Exercise data Start Marker

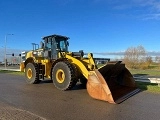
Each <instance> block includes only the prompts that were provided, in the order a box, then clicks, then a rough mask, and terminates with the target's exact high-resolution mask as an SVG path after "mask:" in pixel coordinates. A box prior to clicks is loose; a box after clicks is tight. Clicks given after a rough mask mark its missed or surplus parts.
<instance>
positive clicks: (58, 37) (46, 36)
mask: <svg viewBox="0 0 160 120" xmlns="http://www.w3.org/2000/svg"><path fill="white" fill-rule="evenodd" d="M50 37H51V38H53V37H54V38H63V39H66V40H68V39H69V37H66V36H62V35H57V34H53V35H49V36H45V37H42V39H43V40H45V39H46V38H50Z"/></svg>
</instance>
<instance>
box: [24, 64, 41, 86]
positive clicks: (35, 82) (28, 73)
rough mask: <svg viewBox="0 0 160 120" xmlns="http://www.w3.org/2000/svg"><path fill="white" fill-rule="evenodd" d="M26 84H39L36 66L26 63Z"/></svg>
mask: <svg viewBox="0 0 160 120" xmlns="http://www.w3.org/2000/svg"><path fill="white" fill-rule="evenodd" d="M25 77H26V82H27V83H29V84H37V83H39V82H40V80H39V76H38V70H37V69H36V64H35V65H34V64H33V63H28V64H27V65H26V68H25Z"/></svg>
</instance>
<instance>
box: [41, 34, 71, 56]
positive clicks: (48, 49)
mask: <svg viewBox="0 0 160 120" xmlns="http://www.w3.org/2000/svg"><path fill="white" fill-rule="evenodd" d="M42 39H43V40H44V44H43V45H42V47H43V49H44V57H46V58H50V59H57V58H58V53H59V52H68V46H69V43H68V39H69V37H66V36H61V35H50V36H46V37H43V38H42Z"/></svg>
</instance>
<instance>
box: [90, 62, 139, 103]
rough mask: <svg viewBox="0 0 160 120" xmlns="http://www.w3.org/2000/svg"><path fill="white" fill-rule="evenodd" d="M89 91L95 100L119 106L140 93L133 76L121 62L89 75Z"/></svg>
mask: <svg viewBox="0 0 160 120" xmlns="http://www.w3.org/2000/svg"><path fill="white" fill-rule="evenodd" d="M87 91H88V93H89V95H90V96H91V97H93V98H95V99H99V100H104V101H108V102H109V103H113V104H117V103H121V102H122V101H124V100H126V99H127V98H129V97H131V96H132V95H134V94H136V93H137V92H139V91H140V89H138V88H136V85H135V81H134V79H133V76H132V74H131V73H130V72H129V70H128V69H127V68H126V67H125V64H122V63H121V62H120V61H119V62H114V63H108V64H107V65H105V66H103V67H101V68H99V69H96V70H95V71H92V72H90V73H89V76H88V81H87Z"/></svg>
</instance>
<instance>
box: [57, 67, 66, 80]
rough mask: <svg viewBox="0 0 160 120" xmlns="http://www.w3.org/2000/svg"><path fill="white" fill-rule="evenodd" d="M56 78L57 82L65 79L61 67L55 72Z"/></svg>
mask: <svg viewBox="0 0 160 120" xmlns="http://www.w3.org/2000/svg"><path fill="white" fill-rule="evenodd" d="M56 79H57V82H58V83H63V82H64V80H65V73H64V71H63V70H62V69H59V70H58V71H57V72H56Z"/></svg>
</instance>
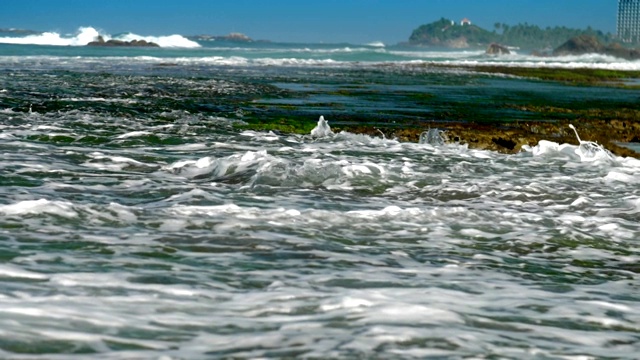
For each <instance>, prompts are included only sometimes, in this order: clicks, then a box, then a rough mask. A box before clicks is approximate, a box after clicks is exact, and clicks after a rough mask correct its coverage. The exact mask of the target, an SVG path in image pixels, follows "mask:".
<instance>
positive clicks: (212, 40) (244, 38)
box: [187, 33, 268, 42]
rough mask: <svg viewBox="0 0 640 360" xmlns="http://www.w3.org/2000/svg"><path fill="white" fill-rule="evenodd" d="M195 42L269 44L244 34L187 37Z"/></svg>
mask: <svg viewBox="0 0 640 360" xmlns="http://www.w3.org/2000/svg"><path fill="white" fill-rule="evenodd" d="M187 39H189V40H193V41H235V42H268V41H267V40H253V39H252V38H250V37H248V36H247V35H245V34H242V33H230V34H228V35H194V36H187Z"/></svg>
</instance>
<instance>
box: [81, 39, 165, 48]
mask: <svg viewBox="0 0 640 360" xmlns="http://www.w3.org/2000/svg"><path fill="white" fill-rule="evenodd" d="M87 46H105V47H111V46H122V47H160V45H158V44H156V43H154V42H151V41H146V40H131V41H123V40H113V39H112V40H108V41H105V40H104V38H103V37H102V36H98V37H96V39H95V40H94V41H92V42H90V43H88V44H87Z"/></svg>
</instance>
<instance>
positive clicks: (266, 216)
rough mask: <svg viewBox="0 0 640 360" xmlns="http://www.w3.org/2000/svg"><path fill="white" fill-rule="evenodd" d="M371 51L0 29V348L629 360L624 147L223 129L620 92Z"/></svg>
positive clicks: (547, 141)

Exercise data End Marker

■ Instructions to follow:
Restate all of the material word for word, leaving every picture out.

■ Answer section:
Each <instance> block includes only the prompts that were provided, in the order a box, then clicks, then a rough mask, and terminates with the target's exact high-resolution mask as an SVG path after "mask:" in pixel coordinates. A box prior to clicks is loose; a box after clicks is tight. Clicks given after a rough mask mark its missed or surplus parts.
<instance>
positive clicks: (58, 37) (46, 36)
mask: <svg viewBox="0 0 160 120" xmlns="http://www.w3.org/2000/svg"><path fill="white" fill-rule="evenodd" d="M50 37H51V38H53V37H54V38H63V39H66V40H68V39H69V37H66V36H62V35H57V34H53V35H49V36H45V37H42V39H43V40H45V39H46V38H50Z"/></svg>
</instance>
<instance>
box: [24, 64, 41, 86]
positive clicks: (35, 82) (28, 73)
rough mask: <svg viewBox="0 0 160 120" xmlns="http://www.w3.org/2000/svg"><path fill="white" fill-rule="evenodd" d="M26 84H39L36 66L26 63Z"/></svg>
mask: <svg viewBox="0 0 160 120" xmlns="http://www.w3.org/2000/svg"><path fill="white" fill-rule="evenodd" d="M25 77H26V82H27V83H29V84H37V83H39V82H40V80H39V76H38V70H37V69H36V64H35V65H34V64H33V63H28V64H27V65H26V68H25Z"/></svg>
</instance>
<instance>
box: [41, 34, 71, 56]
positive clicks: (48, 49)
mask: <svg viewBox="0 0 160 120" xmlns="http://www.w3.org/2000/svg"><path fill="white" fill-rule="evenodd" d="M42 39H43V40H44V44H43V45H42V47H43V49H44V57H46V58H50V59H57V58H58V53H59V52H68V46H69V43H68V39H69V37H66V36H61V35H50V36H46V37H43V38H42Z"/></svg>
</instance>
<instance>
box: [90, 62, 139, 103]
rough mask: <svg viewBox="0 0 160 120" xmlns="http://www.w3.org/2000/svg"><path fill="white" fill-rule="evenodd" d="M89 91L95 100L119 106L140 93L133 76L121 62L89 75Z"/></svg>
mask: <svg viewBox="0 0 160 120" xmlns="http://www.w3.org/2000/svg"><path fill="white" fill-rule="evenodd" d="M87 91H88V93H89V95H90V96H91V97H93V98H95V99H99V100H104V101H108V102H109V103H113V104H117V103H121V102H122V101H124V100H126V99H127V98H129V97H131V96H132V95H134V94H136V93H137V92H139V91H140V89H138V88H136V85H135V81H134V79H133V76H132V74H131V73H130V72H129V70H128V69H127V68H126V67H125V64H122V63H121V62H120V61H119V62H114V63H108V64H107V65H105V66H103V67H101V68H99V69H96V70H95V71H92V72H90V73H89V76H88V81H87Z"/></svg>
</instance>
<instance>
box: [57, 67, 66, 80]
rough mask: <svg viewBox="0 0 160 120" xmlns="http://www.w3.org/2000/svg"><path fill="white" fill-rule="evenodd" d="M56 78L57 82L65 79L61 67L55 72Z"/></svg>
mask: <svg viewBox="0 0 160 120" xmlns="http://www.w3.org/2000/svg"><path fill="white" fill-rule="evenodd" d="M56 79H57V82H58V83H63V82H64V80H65V73H64V71H63V70H62V69H59V70H58V71H57V72H56Z"/></svg>
</instance>
For each <instance>, prompts are included only sometimes, in this order: clicks, then a box, then a rough mask. A box before clicks is approximate, a box after clicks is exact, and clicks after a rough mask correct its coverage. The exact mask of the target, an SVG path in image pixels, follows "mask:".
<instance>
positive clicks: (212, 40) (244, 38)
box: [187, 33, 268, 42]
rough mask: <svg viewBox="0 0 640 360" xmlns="http://www.w3.org/2000/svg"><path fill="white" fill-rule="evenodd" d="M195 42L269 44L244 34L187 37Z"/></svg>
mask: <svg viewBox="0 0 640 360" xmlns="http://www.w3.org/2000/svg"><path fill="white" fill-rule="evenodd" d="M187 39H189V40H193V41H235V42H268V41H267V40H253V39H252V38H250V37H248V36H247V35H245V34H242V33H230V34H228V35H194V36H187Z"/></svg>
</instance>
<instance>
box: [81, 39, 165, 48]
mask: <svg viewBox="0 0 640 360" xmlns="http://www.w3.org/2000/svg"><path fill="white" fill-rule="evenodd" d="M87 46H105V47H111V46H122V47H160V45H158V44H156V43H154V42H151V41H146V40H131V41H123V40H113V39H112V40H108V41H105V40H104V38H103V37H102V36H98V37H96V39H95V40H94V41H92V42H90V43H88V44H87Z"/></svg>
</instance>
<instance>
positive clicks: (266, 216)
rough mask: <svg viewBox="0 0 640 360" xmlns="http://www.w3.org/2000/svg"><path fill="white" fill-rule="evenodd" d="M371 51L0 29V348L629 360L624 147L223 129L620 92Z"/></svg>
positive clicks: (547, 141)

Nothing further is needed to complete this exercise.